What this task involves: Please continue the excerpt on partnership and trying something new, starting right after its last sentence.

Excerpt:
At the time I made this decision, I was only seventeen, and Sha was eighteen. I don't know how I had the wherewithal to know at that age, but making him my partner was the smartest move I ever made. If I have a creative idea, he'll find a way to make it happen and blow it up even bigger than I could have imag- ined. He's the entrepreneur and I'm the artist, but we cross in the middle. Sha can be creative, too. When one of us comes up with an idea, we'll have a brainstorming session. One of us will say, "Hey, what about this," or, "I bet we can do that," and by the time we've finished we end up with a big ol' layer cake. Sha is brilliant at what he does. He has strength, determination, and intelligence, and he knows how to make the most of both our talents. I always tell him that I'm the star out there, but he's the star in the office. And if he didn't have the courage to tap into his skills, I wouldn't have been able to tap into mine and be where I am today.
I don't care what it is. If you're good at something and you love it, you'll find a way to make money at it if you persevere. Whoever started Sprinkles Cupcakes was probably someone who loved making cupcakes. I saw a story on CNN about some girls in Denver who do crochet bombing. Their mothers or grandmothers taught them how to knit, and now they go around throwing these beautiful crochet pieces over lampposts and architectural landmarks and taking pictures of what they created. They even put giant leg warmers on a statue of two dancers outside Denver's performing arts center. It looked amazing. These girls have a book out, and they're actually making money off this crazy idea. So someone in that crowd, who maybe wasn't as good at crocheting as the rest of her crew, was more business minded and started thinking creatively about ways they could tell the world about this new phenomenon they'd started. They said, "Guess what, we can make a video and put it on YouTube! We can go on CNN." They had their very own Shakim!
Most people don't have so much talent that they can become a success all on their own. We all need people to help us and lift us up. And other people need our help. When you put that together, you can create something really powerful.
When you're trying to reinvent yourself, it's important to connect with people who can bring out your strengths or who have strengths where you have weaknesses. You don't have to do it alone. There are so many creative people out there who are not tapping into their true abilities, and they have people around them who are probably feeling just as lost and scared as they are. Maybe they're about to lose a job, and they're wondering what to do next. But if you get together and talk about it, you may be just one con- versation away from a great idea. Do some research, go on the Internet, make some calls, put in some time, and have the courage to take it to another level.
And don't tell me you're too old to try something new. The best teacher is a great student, so you should never stop learning. I don't care how old you are. My mother just turned sixty, and she's taking piano lessons for the first time. When I was a kid, I wanted to be a doctor. I'm not squeamish—I'm fasci- nated by the human body and anything to do with medicine and the natural world. Anyone would assume that path is no longer open to me, but not so fast. One of my favorite reality shows is TLC's Trauma: Life in the E.R., and a couple of years ago I saw an episode about a forty-year-old medical intern. Most of his peers were half his age. But he just loved medicine and always wanted to be a doctor, so midcareer he decided to go to medical school. He's probably the oldest intern in the country and much greener than doctors who are years younger than him, but he has a lifetime of experiences he brings to what he does now, and that gives a whole other level of depth to what he does that his twenty-five-year-old colleagues don't have. And he brings a passion to his work, because he appreciates this opportunity he's been given to practice medicine later in life. He'll be successful because he had the guts and determination to follow his dream and make it happen.

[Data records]
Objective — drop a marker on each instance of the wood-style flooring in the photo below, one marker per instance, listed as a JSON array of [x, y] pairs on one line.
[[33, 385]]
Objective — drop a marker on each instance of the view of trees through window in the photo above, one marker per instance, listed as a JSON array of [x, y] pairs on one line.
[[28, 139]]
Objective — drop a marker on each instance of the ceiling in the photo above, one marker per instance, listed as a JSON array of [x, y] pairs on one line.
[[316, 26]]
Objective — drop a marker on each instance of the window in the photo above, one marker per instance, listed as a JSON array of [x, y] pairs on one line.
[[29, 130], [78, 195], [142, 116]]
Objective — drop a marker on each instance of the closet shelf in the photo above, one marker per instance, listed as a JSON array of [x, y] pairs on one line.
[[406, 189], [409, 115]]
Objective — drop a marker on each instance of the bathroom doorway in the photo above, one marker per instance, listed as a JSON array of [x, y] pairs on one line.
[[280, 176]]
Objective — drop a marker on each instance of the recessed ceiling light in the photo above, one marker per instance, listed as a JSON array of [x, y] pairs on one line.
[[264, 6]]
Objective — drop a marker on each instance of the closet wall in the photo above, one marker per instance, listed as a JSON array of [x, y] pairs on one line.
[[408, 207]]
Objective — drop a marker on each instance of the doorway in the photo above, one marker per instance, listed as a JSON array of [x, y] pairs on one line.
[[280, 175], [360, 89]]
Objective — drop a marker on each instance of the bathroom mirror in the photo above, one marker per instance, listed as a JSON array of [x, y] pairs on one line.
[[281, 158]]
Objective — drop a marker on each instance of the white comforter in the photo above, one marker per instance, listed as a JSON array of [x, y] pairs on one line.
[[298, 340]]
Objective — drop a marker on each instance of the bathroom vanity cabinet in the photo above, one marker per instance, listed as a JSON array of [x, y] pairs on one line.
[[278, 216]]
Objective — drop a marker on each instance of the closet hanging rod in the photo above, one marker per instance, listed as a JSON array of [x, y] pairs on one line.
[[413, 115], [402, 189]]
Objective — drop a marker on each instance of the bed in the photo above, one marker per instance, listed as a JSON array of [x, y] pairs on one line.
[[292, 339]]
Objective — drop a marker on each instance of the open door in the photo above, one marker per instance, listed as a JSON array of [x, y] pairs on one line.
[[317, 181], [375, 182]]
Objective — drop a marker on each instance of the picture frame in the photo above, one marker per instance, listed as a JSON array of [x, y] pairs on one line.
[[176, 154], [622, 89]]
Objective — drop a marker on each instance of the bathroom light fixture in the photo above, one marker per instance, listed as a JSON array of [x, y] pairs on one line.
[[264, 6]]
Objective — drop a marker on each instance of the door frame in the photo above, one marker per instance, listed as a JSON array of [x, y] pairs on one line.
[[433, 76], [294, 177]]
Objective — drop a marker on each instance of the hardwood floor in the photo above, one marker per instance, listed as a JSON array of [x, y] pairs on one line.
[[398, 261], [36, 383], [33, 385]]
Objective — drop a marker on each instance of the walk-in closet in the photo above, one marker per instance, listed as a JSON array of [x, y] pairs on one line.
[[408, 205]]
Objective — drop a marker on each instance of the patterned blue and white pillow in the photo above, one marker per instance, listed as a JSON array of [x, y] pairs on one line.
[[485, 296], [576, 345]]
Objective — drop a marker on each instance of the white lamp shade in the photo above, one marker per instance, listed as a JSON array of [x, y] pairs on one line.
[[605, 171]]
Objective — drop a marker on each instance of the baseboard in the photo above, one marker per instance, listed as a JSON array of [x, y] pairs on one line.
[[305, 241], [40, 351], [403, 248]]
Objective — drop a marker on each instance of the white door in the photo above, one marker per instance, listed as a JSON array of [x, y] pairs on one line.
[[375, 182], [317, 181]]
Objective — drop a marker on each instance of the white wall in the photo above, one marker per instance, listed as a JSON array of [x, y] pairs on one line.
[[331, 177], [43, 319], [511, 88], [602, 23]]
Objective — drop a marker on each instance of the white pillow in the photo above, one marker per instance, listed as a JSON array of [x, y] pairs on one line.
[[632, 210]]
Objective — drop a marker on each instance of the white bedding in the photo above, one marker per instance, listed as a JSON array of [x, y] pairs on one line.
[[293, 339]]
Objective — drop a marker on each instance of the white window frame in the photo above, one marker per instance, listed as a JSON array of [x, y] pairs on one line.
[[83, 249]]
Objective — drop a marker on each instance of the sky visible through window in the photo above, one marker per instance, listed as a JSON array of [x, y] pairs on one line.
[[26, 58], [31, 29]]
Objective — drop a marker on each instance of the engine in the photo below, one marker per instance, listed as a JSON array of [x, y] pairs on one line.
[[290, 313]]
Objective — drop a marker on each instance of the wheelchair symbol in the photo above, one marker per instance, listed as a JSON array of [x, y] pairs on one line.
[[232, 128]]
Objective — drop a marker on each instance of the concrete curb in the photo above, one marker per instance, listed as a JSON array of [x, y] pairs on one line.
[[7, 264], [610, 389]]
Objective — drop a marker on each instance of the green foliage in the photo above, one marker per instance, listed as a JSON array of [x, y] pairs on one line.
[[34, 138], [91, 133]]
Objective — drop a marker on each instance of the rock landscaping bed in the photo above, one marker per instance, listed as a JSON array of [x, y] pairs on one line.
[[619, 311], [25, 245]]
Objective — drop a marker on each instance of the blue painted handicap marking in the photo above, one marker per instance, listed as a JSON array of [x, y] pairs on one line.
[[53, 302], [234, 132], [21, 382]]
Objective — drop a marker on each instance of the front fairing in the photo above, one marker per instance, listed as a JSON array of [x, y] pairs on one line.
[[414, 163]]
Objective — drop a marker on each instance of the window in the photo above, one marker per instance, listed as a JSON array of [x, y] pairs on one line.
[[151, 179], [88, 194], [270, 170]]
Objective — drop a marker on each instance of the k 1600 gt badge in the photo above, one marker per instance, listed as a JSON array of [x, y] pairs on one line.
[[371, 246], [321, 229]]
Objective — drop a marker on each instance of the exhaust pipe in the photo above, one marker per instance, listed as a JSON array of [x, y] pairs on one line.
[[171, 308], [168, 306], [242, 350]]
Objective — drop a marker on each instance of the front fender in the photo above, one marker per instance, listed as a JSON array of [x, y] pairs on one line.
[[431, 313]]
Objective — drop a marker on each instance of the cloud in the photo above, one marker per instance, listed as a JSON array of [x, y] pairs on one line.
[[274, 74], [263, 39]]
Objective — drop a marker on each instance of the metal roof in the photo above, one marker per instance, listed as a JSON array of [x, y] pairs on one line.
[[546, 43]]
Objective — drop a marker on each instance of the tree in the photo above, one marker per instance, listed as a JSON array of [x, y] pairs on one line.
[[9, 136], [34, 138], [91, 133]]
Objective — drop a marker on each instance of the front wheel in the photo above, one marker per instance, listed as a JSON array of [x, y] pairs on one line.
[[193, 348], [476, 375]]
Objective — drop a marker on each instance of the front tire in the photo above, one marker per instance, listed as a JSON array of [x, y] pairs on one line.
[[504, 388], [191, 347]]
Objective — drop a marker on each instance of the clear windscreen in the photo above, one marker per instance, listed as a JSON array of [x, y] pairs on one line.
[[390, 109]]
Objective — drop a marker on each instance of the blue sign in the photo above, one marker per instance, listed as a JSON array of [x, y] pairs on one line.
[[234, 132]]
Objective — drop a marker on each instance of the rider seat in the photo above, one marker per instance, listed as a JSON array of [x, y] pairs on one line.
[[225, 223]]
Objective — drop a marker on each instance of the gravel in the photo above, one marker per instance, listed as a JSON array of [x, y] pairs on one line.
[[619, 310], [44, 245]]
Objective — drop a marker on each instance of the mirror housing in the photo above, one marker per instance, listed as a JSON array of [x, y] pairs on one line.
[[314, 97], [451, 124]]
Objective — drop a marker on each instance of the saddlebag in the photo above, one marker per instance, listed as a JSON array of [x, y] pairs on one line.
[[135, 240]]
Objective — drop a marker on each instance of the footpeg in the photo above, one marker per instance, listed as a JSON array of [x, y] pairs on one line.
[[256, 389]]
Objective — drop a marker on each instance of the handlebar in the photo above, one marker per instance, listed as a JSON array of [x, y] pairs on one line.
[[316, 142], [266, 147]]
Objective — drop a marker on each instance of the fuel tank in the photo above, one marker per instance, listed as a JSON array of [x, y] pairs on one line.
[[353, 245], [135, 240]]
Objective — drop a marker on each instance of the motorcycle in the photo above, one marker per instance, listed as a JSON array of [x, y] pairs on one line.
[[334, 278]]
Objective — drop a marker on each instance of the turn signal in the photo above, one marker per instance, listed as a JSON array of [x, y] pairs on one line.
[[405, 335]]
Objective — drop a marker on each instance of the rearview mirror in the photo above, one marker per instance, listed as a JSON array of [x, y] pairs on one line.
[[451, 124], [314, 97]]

Written response:
In these times, you just can't assume that one job or career will sustain you for the rest of your life. Like Oprah said, you have to jump off the ship before it sinks. Don't be the person who stands there and watches it until it's bubbling under the water.
Ladies, I know I don't need to tell you, there is no such thing as job security anymore. That's why you shouldn't let a job define you. That's just a part of who you are, not the whole package. That's also why you need to diversify. Just like your investment portfolio should have stocks, bonds, a 401(k), and a savings account, you need to mix it up so that if one thing drops, you still have other stuff to fall back on. We've known this in the music business for a long time. A rapper who just raps isn't going to have much of a career. From the time he starts rhyming, he's thinking about ways to expand his brand with merchandising and endorsement deals -- if he's smart. Record sales alone won't sustain him for the rest of his life, unless he happens to be Jay-Z, and even Jay makes his money from a million other things besides his music.
I never really planned to do all of the things I do. But I'm one of these people who crave variety. Case in point: I love Asian food and tapas. My friends laugh at me when we go to a restaurant because I always have to order a few appetizers and entrées to share. I always want to taste a little of this and a little of that, especially if it's something I've never tried before. The first time I went to Germany, I sat myself down at a local bar and tried nineteen different beers. Obvi-ously I didn't drink the whole bottle, but I wanted to sample everything, because I'd heard Germany was the place for beer. I love experiencing all the foods, music, fashion, art, and architecture of different cultures. But half of the people who are with me will eat only at McDonald's, because it's what they know and they don't like venturing into unfamiliar territory. What a waste.
I feel the same way about my career. That's why I called my last album Persona, with multiple versions of myself on the cover and a blend of different musical styles in each song. It was my way of saying, "You can't define me." And there are so many more things I want to try before I die.
People ask me how I managed to reinvent myself so many times over the years. They see all the things I do, and they assume they are second, third, and fourth acts. But the fact is, all the things you see me doing -- my rapping, singing, and acting, the talk show, my brand building -- were things I always had in me. I just didn't have the opportunity to show them all at once.
Reinventing yourself isn't becoming a different person. It's bringing out all the things you have inside of you in another way. I knew I wanted to be more than just a hip-hop artist. I thought maybe I'd rap and have my own management business on the side. But you never know where life is going to take you. There are so many roads, and sometimes they lead you to places you'd never imagine. The thing about fol- lowing your passion and living in the moment is that you're able to see more openings than most people and have the courage to jump through those doors.
I was lucky. I grew up in a home where my parents were always encouraging me to try my best and just go for it. Didn't matter what it was or whether I was brilliant at it, as long as I gave it my all. That made me unafraid to fail. I had the courage to try different things purely out of a curiosity or a passion, and as long as I applied myself and gave it 100 percent, Mom and Dad were always proud. I might have come home cut from a team or upset that I'd stumbled at something, but they'd dry my tears and say, "Did you try your best?" And if I said, "Yeah, I did try my best," they'd say, "Well then, good for you! Be proud of yourself!" And I was.
My dad, Lancelot Owens, was determined that I would never cower in a corner. If I wanted to try something, he told me to just go out and do it, no excuses. When we were growing up, my father treated my brother, Winki, and me as equals. If Dad and Winki were playing football, I was playing football. If Winki was going to a dojo to take a martial arts course, I was gonna learn a few defensive moves, too. Why not? Because I was a girl? Didn't matter. Dad wanted to build up the competitor in me. He was a cop and a Vietnam veteran, and he wanted both of his kids to develop a certain strength of character.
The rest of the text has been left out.